■ **TASKS FOR THIS EXERCISE**:
a. According to the post about Josh's heart, what did his latest ECHO show about his Tricuspid valve?
b. Transcribe the portion of the post about Josh's heart starting at "The Pulmonary valve" and ending at "pain, the fear.".

■ **EXCERPT**:
□ □ □ □

Last year when Josh was being wheeled into the OR a song
started repeating in my head, actually it wasn’t a song so much as a line from
a song, one that got stuck on repeat in my brain throughout the entire time he
was in the OR and in the days that followed. I didn’t know the song but when I
did a Google search later I discovered
that it actually was a song, and though I didn’t know it I had the lyrics right
and the tune correct.
“This is where the healing begins, this is where the healing
starts”...
I don’t know what I expected from that little message,
perhaps I secretly harboured a hope that we were leaving all this uncertainty
behind us, or that at the very least we would have years of good reports ahead
of us. Maybe we still do, but maybe we don’t.
All summer I have lamented the fact that Josh has gone
through another growth spurt, he’s jumped 2 shoe sizes and is quickly shooting
up... now I see how it’s not just the sadness of seeing my baby getting so big
that is a problem... with height change
comes heart change. Josh’s latest ECHO (done on Wednesday) shows that his
Tricuspid valve has moved from a mild to a severe leak; and the right side of
his heart which had been shrinking in his ECHO in March is now larger again.
The Pulmonary valve is still holding and his heart function is okay. So what do
we do? He is Asymptomatic at the moment so there is nothing to do about it
except wait... and that is tough.
Last week I read a blog post by a fellow heart Mom, she
wrote about what it’s like to wait when you are talking about CHD. She wrote
that you are waiting for your child to start dying so that they can go in and
fix it... and she was bang on. Basically we are waiting for Josh to go into
heart failure again so that they can intervene. Do you know what it's like to wait for your child to start dying? Maybe some of you do, maybe some of you also understand that pain, the fear.

□ □ □ □

[Data excerpts]
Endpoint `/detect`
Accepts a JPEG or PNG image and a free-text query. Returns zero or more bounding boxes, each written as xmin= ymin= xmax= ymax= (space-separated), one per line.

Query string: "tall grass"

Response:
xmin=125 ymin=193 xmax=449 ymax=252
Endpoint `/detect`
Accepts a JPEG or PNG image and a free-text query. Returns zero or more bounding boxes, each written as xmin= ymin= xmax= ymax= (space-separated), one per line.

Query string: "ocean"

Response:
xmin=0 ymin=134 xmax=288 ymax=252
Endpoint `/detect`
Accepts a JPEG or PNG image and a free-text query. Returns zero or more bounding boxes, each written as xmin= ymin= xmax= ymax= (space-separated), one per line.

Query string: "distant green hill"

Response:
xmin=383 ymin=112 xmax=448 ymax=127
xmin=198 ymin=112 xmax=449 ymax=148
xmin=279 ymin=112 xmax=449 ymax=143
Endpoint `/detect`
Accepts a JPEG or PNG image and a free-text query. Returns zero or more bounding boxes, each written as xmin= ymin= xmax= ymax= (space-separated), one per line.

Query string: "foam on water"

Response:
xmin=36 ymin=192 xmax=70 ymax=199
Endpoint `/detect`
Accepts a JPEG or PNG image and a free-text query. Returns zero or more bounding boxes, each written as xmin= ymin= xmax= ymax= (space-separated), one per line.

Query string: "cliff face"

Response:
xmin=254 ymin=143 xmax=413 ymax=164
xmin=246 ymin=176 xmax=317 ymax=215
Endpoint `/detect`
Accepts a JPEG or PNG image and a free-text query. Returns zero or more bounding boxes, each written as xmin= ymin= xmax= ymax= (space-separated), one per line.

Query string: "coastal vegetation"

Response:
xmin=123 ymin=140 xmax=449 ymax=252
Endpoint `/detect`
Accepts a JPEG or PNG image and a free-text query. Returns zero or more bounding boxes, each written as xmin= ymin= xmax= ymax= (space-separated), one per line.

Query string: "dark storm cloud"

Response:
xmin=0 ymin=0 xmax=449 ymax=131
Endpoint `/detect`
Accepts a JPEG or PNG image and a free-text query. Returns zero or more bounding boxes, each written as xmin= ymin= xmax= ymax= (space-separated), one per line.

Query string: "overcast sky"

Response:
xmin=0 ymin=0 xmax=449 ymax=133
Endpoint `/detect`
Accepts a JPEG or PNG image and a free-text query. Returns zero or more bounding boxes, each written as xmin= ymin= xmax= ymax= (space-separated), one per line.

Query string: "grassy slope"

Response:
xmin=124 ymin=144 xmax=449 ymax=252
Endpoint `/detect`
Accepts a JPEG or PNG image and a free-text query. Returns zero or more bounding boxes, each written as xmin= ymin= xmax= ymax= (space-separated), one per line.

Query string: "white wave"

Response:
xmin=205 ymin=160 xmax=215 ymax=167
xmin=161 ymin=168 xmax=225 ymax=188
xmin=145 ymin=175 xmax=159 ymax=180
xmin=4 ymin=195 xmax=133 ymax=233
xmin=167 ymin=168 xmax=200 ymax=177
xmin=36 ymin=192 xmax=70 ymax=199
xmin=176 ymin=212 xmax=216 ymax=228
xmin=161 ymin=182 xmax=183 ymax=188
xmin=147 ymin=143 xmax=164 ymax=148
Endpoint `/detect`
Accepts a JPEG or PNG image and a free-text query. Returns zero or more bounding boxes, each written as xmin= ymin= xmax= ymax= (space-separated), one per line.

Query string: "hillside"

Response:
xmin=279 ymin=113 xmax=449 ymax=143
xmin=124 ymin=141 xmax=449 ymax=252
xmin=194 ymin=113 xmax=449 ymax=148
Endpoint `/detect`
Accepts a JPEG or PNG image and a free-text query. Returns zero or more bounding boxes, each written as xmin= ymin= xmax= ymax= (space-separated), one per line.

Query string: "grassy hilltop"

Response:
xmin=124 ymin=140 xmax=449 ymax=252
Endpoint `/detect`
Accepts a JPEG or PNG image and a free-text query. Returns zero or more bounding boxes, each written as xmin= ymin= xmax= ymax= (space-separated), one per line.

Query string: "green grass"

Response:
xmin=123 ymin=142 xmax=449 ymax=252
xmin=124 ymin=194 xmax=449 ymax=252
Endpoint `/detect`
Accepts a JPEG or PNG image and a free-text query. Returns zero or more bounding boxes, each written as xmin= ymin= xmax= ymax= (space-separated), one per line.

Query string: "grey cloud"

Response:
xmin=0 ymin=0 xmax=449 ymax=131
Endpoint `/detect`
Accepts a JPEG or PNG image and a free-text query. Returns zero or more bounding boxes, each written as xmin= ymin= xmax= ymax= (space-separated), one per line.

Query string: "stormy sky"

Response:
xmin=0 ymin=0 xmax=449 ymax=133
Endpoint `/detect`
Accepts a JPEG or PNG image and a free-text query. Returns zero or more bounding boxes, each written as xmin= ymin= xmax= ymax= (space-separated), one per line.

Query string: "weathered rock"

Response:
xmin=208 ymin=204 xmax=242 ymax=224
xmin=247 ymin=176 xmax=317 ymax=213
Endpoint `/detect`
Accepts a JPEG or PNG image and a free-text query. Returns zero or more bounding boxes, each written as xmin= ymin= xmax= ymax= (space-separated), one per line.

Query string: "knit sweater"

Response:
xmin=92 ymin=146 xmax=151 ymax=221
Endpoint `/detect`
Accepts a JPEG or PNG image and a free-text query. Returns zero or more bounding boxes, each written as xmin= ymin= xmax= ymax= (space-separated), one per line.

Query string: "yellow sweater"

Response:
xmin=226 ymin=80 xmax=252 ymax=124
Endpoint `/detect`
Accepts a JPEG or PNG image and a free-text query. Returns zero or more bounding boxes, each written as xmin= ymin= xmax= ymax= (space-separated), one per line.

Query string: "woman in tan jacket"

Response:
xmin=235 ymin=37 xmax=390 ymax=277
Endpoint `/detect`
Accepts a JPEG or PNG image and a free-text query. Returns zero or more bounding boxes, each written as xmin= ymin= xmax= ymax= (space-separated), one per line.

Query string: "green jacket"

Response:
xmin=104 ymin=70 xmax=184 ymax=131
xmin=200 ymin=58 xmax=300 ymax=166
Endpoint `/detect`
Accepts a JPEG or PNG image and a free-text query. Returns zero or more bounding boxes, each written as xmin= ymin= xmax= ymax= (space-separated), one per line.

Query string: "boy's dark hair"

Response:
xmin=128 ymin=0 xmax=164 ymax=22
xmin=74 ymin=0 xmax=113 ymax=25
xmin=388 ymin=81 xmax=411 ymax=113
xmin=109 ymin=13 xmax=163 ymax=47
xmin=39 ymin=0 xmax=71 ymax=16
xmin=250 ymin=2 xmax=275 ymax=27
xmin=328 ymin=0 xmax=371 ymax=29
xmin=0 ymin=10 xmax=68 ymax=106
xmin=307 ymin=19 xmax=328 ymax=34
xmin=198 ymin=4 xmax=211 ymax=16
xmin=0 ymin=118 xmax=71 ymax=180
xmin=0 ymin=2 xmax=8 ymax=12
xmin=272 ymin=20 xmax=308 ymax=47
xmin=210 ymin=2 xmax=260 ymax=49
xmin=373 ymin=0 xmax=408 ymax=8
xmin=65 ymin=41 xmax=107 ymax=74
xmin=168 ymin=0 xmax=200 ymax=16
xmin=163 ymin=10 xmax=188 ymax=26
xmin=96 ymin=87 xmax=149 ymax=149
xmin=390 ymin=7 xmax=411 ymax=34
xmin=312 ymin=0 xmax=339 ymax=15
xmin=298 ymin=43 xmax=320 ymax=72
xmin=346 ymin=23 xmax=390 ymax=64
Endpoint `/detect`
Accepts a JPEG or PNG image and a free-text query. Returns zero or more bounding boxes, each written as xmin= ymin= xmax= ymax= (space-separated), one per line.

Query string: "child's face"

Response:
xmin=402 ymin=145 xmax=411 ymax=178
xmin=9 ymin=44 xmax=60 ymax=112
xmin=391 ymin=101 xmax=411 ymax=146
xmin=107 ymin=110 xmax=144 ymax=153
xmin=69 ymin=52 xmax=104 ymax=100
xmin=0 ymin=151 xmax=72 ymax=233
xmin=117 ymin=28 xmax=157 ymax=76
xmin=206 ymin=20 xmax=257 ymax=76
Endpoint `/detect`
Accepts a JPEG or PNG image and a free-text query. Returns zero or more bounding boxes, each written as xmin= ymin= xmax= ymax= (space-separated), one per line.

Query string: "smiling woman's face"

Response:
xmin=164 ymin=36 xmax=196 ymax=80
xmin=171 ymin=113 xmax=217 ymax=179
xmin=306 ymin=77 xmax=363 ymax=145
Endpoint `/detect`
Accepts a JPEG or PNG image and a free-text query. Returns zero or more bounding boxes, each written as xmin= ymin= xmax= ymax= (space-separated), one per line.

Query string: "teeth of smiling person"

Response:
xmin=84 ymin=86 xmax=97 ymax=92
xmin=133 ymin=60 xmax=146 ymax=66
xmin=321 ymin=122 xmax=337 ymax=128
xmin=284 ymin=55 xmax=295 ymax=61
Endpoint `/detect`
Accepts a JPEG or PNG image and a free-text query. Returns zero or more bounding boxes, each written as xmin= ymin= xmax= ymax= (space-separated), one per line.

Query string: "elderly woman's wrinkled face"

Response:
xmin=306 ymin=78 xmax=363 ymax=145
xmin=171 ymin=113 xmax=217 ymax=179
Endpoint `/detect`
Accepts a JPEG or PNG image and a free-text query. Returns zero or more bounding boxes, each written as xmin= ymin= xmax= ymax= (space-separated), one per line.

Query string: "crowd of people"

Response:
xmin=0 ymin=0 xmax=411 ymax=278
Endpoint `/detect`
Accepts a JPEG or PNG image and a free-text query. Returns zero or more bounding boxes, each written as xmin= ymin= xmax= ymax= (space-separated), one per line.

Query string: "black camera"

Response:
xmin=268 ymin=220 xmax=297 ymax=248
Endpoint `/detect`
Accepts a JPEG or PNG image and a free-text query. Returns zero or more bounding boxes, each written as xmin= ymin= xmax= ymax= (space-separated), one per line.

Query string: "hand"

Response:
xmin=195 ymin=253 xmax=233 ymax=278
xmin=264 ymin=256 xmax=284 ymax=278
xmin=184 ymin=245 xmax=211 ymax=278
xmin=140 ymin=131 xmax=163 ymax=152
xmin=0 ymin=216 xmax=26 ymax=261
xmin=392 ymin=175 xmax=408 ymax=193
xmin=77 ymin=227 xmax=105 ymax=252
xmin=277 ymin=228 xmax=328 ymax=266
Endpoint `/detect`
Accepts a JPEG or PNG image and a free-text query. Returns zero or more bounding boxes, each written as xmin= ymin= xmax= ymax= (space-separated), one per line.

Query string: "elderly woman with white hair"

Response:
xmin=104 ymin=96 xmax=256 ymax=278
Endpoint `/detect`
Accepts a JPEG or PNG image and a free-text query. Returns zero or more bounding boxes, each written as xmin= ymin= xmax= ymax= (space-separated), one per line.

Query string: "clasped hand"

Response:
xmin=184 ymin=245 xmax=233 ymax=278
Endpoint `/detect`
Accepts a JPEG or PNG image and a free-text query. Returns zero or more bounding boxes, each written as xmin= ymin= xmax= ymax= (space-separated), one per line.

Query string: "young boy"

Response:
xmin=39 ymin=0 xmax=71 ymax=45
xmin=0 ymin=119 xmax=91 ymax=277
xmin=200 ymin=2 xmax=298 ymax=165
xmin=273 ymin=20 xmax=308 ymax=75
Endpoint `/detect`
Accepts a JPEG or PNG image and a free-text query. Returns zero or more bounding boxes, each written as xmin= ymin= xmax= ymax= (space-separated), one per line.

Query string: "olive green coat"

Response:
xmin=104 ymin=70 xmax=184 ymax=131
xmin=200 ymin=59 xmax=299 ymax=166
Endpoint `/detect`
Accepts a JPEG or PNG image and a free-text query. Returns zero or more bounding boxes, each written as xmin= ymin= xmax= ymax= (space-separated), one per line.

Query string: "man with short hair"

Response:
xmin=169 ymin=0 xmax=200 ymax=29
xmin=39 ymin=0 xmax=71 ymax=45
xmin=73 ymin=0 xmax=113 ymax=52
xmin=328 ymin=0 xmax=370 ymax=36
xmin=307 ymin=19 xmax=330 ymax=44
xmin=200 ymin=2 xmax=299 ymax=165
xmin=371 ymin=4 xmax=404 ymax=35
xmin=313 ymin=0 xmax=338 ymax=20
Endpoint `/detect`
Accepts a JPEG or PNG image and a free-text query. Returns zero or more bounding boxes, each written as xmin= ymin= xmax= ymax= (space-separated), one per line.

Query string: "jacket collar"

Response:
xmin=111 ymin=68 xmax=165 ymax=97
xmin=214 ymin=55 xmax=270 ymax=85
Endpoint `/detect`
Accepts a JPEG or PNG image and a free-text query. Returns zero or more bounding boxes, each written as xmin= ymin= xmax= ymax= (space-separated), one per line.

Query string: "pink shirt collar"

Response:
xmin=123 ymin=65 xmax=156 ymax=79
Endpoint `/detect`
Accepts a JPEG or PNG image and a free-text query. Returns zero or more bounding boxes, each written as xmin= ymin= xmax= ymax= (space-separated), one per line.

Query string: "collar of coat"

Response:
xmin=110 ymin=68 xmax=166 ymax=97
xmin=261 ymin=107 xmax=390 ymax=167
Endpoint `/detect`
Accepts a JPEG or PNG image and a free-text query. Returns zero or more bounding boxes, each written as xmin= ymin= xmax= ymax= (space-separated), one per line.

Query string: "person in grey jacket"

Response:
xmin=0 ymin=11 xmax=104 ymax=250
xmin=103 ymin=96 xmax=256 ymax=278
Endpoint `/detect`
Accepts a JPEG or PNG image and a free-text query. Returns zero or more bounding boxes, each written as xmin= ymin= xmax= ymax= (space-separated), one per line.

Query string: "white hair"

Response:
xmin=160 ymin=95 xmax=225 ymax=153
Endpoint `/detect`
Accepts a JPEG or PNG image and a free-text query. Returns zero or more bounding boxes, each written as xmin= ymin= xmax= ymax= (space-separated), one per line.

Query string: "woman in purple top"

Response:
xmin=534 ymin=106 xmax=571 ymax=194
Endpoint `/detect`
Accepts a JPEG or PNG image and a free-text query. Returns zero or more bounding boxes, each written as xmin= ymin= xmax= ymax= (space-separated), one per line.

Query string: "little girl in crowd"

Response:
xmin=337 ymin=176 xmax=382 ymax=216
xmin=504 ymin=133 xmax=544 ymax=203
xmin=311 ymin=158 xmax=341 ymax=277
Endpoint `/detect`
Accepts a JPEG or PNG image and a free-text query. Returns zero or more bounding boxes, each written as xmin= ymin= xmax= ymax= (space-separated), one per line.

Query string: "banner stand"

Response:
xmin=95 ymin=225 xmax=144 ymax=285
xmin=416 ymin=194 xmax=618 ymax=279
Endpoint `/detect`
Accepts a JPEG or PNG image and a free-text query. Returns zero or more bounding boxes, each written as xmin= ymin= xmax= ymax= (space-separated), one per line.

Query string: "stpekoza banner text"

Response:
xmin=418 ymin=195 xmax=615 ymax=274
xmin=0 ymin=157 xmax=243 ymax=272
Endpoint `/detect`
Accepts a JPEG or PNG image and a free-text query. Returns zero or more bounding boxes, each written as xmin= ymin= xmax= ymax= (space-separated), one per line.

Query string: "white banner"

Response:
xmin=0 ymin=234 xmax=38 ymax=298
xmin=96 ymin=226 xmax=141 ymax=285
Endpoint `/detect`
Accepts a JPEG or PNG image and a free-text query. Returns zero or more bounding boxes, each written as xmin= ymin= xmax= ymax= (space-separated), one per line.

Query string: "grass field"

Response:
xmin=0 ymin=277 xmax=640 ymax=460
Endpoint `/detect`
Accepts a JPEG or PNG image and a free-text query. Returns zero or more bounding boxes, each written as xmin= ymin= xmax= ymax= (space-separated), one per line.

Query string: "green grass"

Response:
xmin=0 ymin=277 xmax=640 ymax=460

□ □ □ □

■ **SOLUTIONS TO THE EXERCISE**:
a. It had moved from a mild to a severe leak.

b.
The Pulmonary valve is still holding and his heart function is okay. So what do
we do? He is Asymptomatic at the moment so there is nothing to do about it
except wait... and that is tough.
Last week I read a blog post by a fellow heart Mom, she
wrote about what it’s like to wait when you are talking about CHD. She wrote
that you are waiting for your child to start dying so that they can go in and
fix it... and she was bang on. Basically we are waiting for Josh to go into
heart failure again so that they can intervene. Do you know what it's like to wait for your child to start dying? Maybe some of you do, maybe some of you also understand that pain, the fear.